* **TASK INSTRUCTIONS**: Convert the lines from the one containing "Give the outline of every instance of the <item>stucco" through the one containing "[[[505,678],[494,715],[505,792],[640,825],[640,702]]]", both included, into a JSON list of strings with one string per line and blank lines omitted.

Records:
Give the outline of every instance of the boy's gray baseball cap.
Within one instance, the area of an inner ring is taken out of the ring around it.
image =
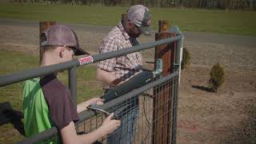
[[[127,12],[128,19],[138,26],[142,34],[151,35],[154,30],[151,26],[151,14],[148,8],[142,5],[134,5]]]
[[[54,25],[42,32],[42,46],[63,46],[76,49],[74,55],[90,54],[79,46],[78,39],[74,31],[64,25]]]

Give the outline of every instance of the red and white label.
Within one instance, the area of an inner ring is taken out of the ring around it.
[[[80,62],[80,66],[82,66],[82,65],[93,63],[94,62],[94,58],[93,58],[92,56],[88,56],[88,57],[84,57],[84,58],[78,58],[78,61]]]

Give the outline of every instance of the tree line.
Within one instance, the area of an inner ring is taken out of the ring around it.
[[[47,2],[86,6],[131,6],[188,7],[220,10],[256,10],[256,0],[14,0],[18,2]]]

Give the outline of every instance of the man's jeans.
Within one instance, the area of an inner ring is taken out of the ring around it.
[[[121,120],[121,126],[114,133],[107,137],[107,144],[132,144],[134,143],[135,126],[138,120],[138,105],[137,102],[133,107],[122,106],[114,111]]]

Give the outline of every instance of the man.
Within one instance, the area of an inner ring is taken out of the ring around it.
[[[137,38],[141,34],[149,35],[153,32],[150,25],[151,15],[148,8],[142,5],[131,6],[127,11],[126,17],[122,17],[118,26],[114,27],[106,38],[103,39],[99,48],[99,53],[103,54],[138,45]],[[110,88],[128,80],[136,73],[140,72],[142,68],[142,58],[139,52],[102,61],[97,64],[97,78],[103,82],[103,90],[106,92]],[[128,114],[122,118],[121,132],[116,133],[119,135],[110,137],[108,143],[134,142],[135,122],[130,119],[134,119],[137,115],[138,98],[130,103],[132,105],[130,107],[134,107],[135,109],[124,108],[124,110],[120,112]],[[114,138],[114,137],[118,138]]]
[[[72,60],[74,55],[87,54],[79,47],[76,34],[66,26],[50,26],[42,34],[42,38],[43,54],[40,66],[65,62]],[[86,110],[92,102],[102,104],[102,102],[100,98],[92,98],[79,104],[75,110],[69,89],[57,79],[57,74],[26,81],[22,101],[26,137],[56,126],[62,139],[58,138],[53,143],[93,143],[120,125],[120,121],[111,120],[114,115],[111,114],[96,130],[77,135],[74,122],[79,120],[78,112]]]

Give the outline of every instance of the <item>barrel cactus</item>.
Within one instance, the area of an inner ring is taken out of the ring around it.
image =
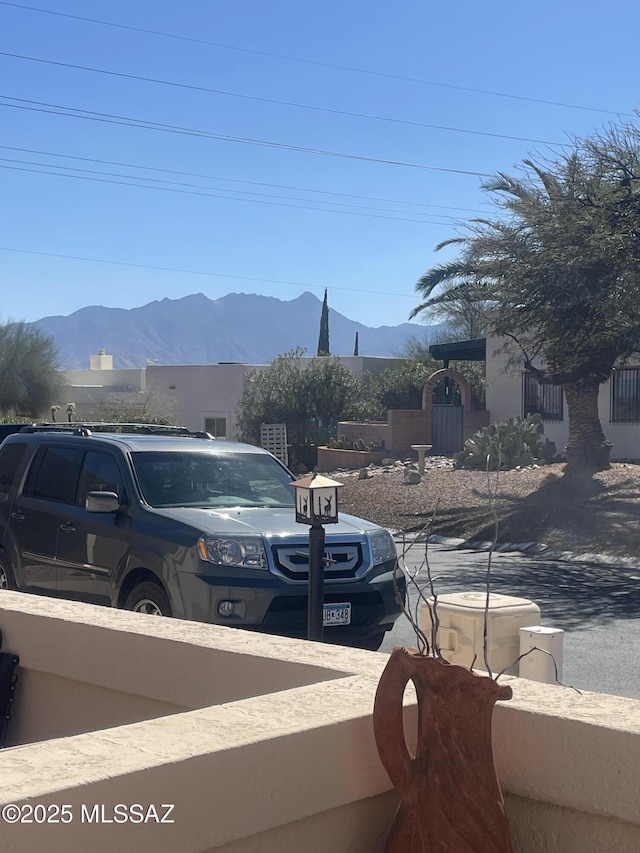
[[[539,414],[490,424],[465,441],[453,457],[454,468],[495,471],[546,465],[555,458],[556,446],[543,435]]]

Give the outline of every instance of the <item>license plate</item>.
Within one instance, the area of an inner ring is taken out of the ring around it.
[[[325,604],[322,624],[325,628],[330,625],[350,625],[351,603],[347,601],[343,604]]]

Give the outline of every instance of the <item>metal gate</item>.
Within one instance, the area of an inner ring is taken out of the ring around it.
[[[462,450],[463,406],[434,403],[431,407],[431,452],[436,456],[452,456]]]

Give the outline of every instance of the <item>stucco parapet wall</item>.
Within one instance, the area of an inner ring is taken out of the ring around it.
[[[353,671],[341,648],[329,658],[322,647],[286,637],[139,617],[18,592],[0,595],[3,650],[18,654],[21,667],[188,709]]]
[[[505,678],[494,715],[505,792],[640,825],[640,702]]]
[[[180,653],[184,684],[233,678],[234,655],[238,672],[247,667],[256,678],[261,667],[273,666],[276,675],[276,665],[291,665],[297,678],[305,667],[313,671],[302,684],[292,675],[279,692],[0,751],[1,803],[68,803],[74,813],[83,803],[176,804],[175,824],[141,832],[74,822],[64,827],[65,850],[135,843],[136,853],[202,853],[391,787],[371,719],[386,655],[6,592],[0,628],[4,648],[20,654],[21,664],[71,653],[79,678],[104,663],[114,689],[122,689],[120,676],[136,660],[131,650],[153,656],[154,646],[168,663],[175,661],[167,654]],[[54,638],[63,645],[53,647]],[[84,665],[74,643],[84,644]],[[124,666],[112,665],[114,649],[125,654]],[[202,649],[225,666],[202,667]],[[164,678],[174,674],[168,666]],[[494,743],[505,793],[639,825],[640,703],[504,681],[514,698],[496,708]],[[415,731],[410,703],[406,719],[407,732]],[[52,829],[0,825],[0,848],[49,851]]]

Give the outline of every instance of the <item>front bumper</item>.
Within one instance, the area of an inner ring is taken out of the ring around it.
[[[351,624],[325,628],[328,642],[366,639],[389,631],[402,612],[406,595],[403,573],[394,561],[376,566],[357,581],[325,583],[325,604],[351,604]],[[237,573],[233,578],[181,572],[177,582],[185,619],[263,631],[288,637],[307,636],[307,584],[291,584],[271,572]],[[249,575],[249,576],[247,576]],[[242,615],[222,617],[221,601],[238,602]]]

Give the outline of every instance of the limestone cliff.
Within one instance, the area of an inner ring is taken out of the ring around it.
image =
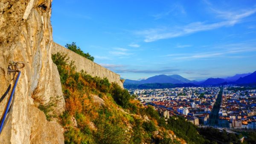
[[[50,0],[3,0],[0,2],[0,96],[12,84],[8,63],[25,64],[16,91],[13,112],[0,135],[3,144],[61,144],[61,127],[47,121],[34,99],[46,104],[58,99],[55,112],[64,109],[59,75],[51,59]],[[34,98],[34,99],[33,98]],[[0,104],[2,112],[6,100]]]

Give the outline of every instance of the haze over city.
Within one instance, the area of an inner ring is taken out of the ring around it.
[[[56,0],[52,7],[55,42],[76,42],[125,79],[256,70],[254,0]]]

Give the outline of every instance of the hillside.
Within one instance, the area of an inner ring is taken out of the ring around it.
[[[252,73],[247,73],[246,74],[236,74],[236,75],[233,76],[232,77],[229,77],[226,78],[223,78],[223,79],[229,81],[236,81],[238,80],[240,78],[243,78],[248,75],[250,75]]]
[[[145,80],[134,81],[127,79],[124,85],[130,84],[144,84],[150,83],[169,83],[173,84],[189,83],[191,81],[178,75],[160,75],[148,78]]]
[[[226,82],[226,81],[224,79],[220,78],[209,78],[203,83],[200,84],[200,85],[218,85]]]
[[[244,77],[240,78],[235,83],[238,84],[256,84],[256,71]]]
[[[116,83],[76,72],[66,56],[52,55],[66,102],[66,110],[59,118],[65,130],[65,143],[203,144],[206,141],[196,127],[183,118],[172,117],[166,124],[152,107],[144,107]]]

* **FULL SOLUTION**:
[
  "Give the outline of every instance of the <item>stucco parapet wall</item>.",
  "Within one instance, the area of an inner ring is taken out of the ring around it.",
  "[[[353,671],[341,648],[329,658],[322,647],[286,637],[139,617],[18,592],[0,595],[3,650],[18,654],[21,667],[188,709]]]",
  "[[[505,678],[494,715],[505,792],[640,825],[640,702]]]"
]